Hindsight being 20/20, it’s clear that the developers of the V.C. Summer nuclear-energy project in South Carolina had no choice but to pull the plug on the project, as they announced yesterday they had done.

Reasonable foresight would have better served ratepayers of South Carolina Electric & Gas Co. as well those of Santee Cooper, the state-owned electricity utility. Both utilities put project costs at $11.8 billion in 2008 when it was originally proposed. That figure, approved by regulators, had ballooned to more than $25 billion.

The Summer project, which was to have included two units and was about one-third complete, had also suffered massive construction delays. Santee Cooper had pushed the completion date for the new reactors out to 2024, almost seven and a half years later than originally estimated.

Santee Cooper has blamed Westinghouse Corporation for the cost overruns, and Westinghouse has cited $6.3 billion in losses from the project and from two similar reactors under construction at the Vogtle project in Georgia as the basis for its bankruptcy filing at the end of March.

**MATERIAL SUPPLIED**

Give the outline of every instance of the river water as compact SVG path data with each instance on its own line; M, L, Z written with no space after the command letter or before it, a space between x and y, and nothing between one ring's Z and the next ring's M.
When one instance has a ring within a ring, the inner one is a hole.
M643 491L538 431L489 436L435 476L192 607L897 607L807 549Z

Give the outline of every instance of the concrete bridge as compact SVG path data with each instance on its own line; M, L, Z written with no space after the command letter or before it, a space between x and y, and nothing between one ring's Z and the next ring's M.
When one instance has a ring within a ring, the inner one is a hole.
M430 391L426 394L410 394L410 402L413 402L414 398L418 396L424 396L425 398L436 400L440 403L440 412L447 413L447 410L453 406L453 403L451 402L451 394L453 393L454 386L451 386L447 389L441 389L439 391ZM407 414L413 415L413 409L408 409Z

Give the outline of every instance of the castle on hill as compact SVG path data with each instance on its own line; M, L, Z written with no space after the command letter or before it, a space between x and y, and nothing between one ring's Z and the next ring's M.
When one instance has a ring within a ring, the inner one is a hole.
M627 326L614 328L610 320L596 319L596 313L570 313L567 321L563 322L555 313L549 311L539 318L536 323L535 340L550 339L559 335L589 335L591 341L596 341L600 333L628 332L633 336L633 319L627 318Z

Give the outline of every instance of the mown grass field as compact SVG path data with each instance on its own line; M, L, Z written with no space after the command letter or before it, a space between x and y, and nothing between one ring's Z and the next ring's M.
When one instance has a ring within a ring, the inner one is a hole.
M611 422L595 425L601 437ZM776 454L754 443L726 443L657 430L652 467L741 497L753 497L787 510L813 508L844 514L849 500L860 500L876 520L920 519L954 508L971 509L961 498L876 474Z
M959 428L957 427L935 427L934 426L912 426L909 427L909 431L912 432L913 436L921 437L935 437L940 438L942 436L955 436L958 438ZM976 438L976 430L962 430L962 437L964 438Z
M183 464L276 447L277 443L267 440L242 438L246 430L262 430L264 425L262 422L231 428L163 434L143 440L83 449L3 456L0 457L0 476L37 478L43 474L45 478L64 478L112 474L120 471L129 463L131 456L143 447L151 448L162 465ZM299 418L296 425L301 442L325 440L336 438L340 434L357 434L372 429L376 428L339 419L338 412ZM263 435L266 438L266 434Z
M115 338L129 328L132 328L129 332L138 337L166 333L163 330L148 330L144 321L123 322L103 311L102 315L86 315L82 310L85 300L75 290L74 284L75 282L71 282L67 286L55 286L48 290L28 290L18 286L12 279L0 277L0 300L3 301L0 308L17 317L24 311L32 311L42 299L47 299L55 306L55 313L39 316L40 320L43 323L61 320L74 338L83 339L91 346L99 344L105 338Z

**WHAT IS EXPECTED**
Write out the passage from the V.C. Summer nuclear project text starting at "The Summer project, which" and ending at "end of March.".

**OUTPUT BELOW**
The Summer project, which was to have included two units and was about one-third complete, had also suffered massive construction delays. Santee Cooper had pushed the completion date for the new reactors out to 2024, almost seven and a half years later than originally estimated.

Santee Cooper has blamed Westinghouse Corporation for the cost overruns, and Westinghouse has cited $6.3 billion in losses from the project and from two similar reactors under construction at the Vogtle project in Georgia as the basis for its bankruptcy filing at the end of March.